Material supplied.

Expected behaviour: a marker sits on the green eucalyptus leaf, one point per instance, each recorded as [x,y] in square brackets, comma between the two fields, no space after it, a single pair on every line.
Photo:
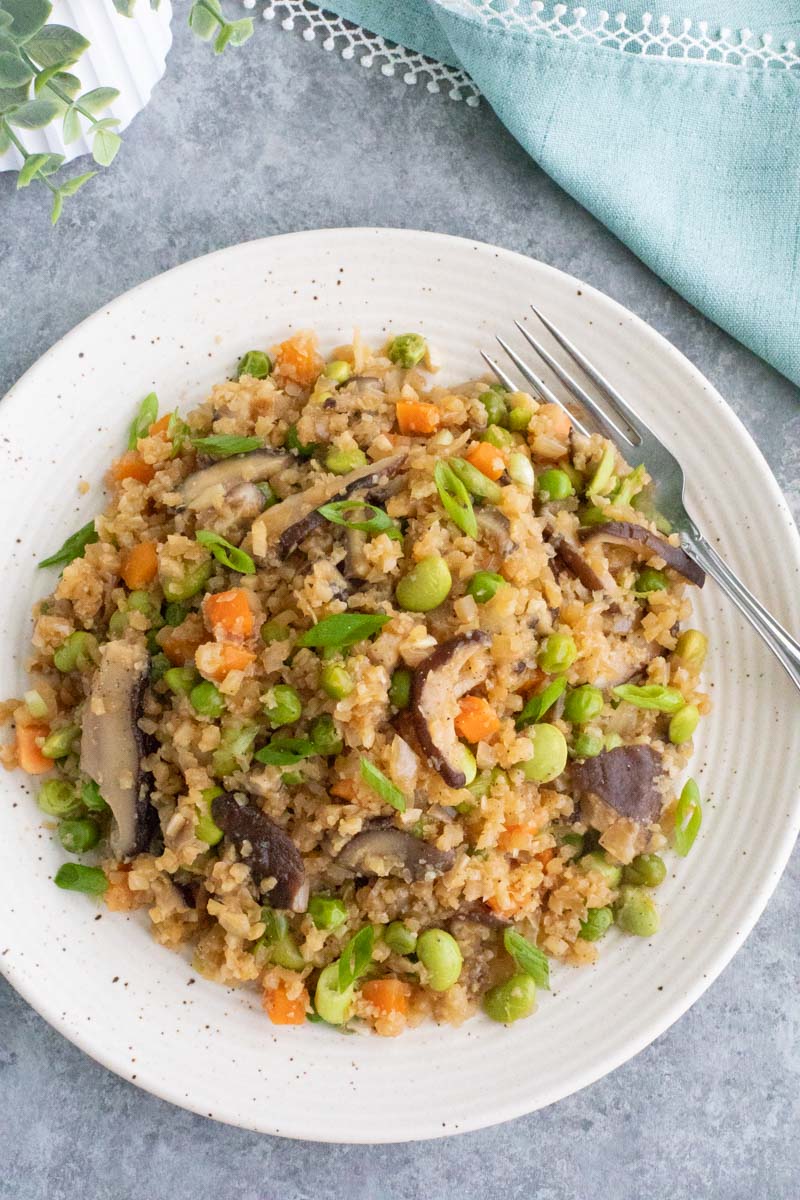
[13,72]
[104,147]
[98,99]
[34,114]
[26,17]
[56,45]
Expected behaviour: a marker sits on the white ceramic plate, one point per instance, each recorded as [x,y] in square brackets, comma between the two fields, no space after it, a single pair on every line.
[137,1008]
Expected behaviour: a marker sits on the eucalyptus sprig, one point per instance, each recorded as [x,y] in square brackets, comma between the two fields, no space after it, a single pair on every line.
[37,88]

Exercise objective. Restate all entries exactly; pictures stay out.

Result for this exercise.
Expected behaviour: a marker sits on the green eucalyptus leaf, one point per instance, each recorded as [x,y] in square brackets, comma between the two fields, no space after it, a single pair on every line.
Photo:
[13,72]
[104,147]
[98,99]
[34,114]
[26,17]
[56,45]
Expected behaviour: a marker sits on the white ceramic plate, one point per instance, each recorded as [x,y] in square brackets, comma between the two fields, no space after it, a single pair on every line.
[137,1008]
Expected behaviour: a marker sits on the eucalyptus sprig, one point per instance, each recorded as [x,y] in square brackets, comma between the two fields, no space after it, a single pair on every line.
[37,88]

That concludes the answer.